TEKS ACUAN:
_ _ _

Nusantarakini.com, Jakarta –
Jumat, 20 Oktober 2017 Sekolah Staf dan Pimpinan Tinggi Kepolisian RI melaksanakan Seminar Sekolah bertema “Harmonisasi Paradigma Kebijakan Institusi Untuk Mendorong Pertumbuhan Ekonomi.” Pembicaranya Menteri Keuangan Sri Mulyani Inderawati, Gubernur BI Agus D Martowardoyo, Rhenald Kasali, dan Kapolri Jenderal Polisi Tito Karnavian. Bersama Theo Toemion, saya diundang sebagai penanggap. Pola acaranya sendiri nyaris bukan seminar, tapi lebih ke panel diskusi. Ira Koesno sebagai moderator lebih awal memberi kesempatan kepada para pembicara untuk saling menanggapi. Baru kemudian kepada Theo, Ichsanuddin Noorsy dan seorang kepala desa. Dari keseluruhan materi sajian, salah satu yang menarik adalah pernyataan Kapolri yang merujuk prediksi lembaga konsultan asing dan lembaga lain bahwa Indonesia berpeluang menjadi negara dominan.

_ _ _

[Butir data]
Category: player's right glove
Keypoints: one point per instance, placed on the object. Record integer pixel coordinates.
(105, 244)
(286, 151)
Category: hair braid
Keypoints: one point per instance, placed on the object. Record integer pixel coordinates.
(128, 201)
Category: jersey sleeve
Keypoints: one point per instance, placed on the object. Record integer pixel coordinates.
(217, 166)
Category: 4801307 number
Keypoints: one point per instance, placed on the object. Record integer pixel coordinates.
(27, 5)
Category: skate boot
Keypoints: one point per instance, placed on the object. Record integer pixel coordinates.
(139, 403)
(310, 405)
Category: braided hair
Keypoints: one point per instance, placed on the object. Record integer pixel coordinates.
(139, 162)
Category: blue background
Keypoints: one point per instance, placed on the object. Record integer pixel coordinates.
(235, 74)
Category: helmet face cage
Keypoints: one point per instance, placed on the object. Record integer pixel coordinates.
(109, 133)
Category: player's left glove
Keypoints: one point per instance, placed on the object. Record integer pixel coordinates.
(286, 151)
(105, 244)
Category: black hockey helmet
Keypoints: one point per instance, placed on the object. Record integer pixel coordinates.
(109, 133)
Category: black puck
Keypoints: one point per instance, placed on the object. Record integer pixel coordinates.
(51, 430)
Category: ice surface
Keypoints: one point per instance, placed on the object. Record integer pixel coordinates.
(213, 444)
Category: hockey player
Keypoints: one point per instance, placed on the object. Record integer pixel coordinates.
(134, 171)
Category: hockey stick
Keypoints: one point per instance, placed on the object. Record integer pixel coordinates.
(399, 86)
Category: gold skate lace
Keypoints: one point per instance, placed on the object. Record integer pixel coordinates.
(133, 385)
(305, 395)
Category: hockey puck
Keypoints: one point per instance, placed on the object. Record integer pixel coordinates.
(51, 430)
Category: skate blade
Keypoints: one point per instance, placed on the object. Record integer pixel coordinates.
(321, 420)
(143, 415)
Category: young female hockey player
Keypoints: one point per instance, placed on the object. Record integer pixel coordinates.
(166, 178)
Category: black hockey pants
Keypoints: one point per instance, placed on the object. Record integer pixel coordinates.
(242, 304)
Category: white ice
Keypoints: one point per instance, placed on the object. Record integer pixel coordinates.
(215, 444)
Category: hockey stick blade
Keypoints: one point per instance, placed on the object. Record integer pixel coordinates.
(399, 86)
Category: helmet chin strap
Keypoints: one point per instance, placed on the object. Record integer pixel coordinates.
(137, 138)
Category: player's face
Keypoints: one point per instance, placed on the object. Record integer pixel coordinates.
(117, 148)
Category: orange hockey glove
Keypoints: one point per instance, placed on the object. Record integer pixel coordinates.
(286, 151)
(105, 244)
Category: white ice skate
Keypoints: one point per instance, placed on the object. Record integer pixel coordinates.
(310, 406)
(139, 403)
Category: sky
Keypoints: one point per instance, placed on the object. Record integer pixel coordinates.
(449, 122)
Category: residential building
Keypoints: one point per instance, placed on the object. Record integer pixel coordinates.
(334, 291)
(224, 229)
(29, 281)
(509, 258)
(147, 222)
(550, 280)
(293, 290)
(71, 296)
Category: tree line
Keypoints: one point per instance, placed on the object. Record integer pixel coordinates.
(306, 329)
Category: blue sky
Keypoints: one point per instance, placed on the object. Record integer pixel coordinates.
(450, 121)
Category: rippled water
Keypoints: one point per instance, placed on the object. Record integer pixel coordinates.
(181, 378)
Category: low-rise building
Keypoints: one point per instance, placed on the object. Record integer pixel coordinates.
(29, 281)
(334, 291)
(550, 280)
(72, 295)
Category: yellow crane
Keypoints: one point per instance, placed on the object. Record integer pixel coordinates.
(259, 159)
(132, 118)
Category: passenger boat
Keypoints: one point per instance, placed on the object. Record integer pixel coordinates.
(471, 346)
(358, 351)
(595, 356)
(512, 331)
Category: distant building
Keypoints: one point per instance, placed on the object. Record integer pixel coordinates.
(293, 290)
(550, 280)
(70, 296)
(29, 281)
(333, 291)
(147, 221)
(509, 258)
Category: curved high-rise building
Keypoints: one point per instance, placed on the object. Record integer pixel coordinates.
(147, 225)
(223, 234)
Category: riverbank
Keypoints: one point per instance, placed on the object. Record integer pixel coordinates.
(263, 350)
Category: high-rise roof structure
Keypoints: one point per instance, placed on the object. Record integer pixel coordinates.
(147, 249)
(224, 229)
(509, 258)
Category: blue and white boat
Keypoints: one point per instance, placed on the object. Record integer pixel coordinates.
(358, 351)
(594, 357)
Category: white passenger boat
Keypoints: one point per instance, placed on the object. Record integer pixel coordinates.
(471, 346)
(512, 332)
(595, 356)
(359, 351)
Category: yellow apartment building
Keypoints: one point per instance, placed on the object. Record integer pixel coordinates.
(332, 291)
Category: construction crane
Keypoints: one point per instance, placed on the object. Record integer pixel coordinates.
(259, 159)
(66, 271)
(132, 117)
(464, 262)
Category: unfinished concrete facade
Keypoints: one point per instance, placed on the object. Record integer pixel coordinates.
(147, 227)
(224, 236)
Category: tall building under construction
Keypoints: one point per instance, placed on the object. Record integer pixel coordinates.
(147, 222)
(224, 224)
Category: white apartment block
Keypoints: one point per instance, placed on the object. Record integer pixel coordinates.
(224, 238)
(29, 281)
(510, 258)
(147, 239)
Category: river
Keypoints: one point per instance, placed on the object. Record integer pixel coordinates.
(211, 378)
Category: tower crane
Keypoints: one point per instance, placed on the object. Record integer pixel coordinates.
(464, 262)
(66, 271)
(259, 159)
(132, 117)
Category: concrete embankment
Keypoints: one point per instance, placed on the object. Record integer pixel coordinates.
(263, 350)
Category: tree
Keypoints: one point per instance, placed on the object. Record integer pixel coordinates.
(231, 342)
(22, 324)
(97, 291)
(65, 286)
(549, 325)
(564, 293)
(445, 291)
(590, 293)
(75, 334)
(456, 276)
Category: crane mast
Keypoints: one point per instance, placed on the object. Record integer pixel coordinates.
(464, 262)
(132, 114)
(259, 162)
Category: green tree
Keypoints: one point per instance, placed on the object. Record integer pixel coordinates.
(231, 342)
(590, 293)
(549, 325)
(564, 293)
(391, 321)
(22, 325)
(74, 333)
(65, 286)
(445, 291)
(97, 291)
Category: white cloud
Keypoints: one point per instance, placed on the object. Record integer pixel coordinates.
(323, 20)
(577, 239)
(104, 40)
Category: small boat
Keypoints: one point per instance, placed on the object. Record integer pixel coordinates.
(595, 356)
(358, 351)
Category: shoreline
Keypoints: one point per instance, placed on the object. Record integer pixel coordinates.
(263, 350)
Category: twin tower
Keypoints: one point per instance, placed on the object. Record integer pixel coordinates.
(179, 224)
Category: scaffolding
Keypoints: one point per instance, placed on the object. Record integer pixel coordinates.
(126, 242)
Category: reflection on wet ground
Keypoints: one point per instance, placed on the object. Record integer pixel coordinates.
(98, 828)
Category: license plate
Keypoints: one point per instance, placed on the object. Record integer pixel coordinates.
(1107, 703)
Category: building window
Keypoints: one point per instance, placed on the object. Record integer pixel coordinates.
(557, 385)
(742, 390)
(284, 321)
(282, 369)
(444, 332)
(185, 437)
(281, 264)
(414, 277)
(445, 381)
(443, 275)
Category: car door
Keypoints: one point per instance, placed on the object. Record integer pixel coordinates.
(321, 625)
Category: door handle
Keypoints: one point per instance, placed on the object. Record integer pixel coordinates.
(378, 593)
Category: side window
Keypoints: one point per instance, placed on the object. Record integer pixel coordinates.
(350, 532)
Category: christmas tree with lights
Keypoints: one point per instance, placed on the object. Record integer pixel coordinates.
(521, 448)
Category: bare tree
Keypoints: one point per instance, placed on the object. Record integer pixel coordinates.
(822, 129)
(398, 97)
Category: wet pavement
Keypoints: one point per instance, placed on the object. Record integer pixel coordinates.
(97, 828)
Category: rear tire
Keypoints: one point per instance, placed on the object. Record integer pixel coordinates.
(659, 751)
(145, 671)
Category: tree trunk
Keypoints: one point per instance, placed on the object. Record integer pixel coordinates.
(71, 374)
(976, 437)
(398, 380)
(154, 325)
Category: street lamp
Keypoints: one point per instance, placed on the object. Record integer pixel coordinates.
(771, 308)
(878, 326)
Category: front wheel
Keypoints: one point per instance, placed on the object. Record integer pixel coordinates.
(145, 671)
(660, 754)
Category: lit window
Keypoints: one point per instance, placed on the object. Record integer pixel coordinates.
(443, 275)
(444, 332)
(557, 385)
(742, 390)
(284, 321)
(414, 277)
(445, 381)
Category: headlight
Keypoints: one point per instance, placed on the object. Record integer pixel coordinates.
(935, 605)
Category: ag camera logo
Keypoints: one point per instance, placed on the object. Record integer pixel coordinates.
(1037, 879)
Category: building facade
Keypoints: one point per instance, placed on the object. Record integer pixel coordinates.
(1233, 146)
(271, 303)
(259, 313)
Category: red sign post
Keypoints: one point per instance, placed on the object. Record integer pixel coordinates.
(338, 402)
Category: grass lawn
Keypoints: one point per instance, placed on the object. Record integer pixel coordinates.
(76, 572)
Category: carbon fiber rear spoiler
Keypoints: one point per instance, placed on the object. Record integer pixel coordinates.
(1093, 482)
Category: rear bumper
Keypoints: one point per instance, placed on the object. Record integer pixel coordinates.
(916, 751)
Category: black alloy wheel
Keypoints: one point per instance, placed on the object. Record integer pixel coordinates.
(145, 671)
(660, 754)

_ _ _

Teruskan teks tentang seminar di Sekolah Staf dan Pimpinan Tinggi Kepolisian RI mulai dari kalimat terakhirnya.

JAWABAN:
Terkait hal tersebut, Pengamat ekonomi dan politik Ichsanuddin Noorsy berpendapat bahwa pernyataan Kapolri adalah mustahil. Sebabnya dalam perspektif regional dan internasional, Indonesia mempunyai pijakan politik luar negeri bebas aktif.
“Dalam kedigdayaan pemikiran politik internasional era Sokarno, misalnya, Indonesia lebih menempatkan diri membangun keseimbangan hubungan politik dan ekonomi dengan Amerika Serikat, Uni Soviet (yang sekarang Rusia), dan RRC. Semua negara yang baru merdeka di medio abad 20 mengakui cemerlangnya daya nalar pemimpin Indonesia tentang prinsip-prinsip hidup berbangsa dan bernegara dan dalam pergaulan internasional setara saling menghormati tanpa mendominasi. Buahnya adalah Gerakan Non Blok,” ungkap Ichsanuddin Noorsy dalam keterangannya kepada Nusantarakini.com, Jakarta, Ahad (21/10/2017).
Menurut Noorsy, jika merujuk ekonomi konstitusi dan kata Pembukaan UUD 1945, pemikiran dan konsepsi kenegaraan Indonesia bahkan mendahului pemikiran Barat tentang pentingnya pembangunan harkat martabat manusia yang tidak melulu berbasis materialisme.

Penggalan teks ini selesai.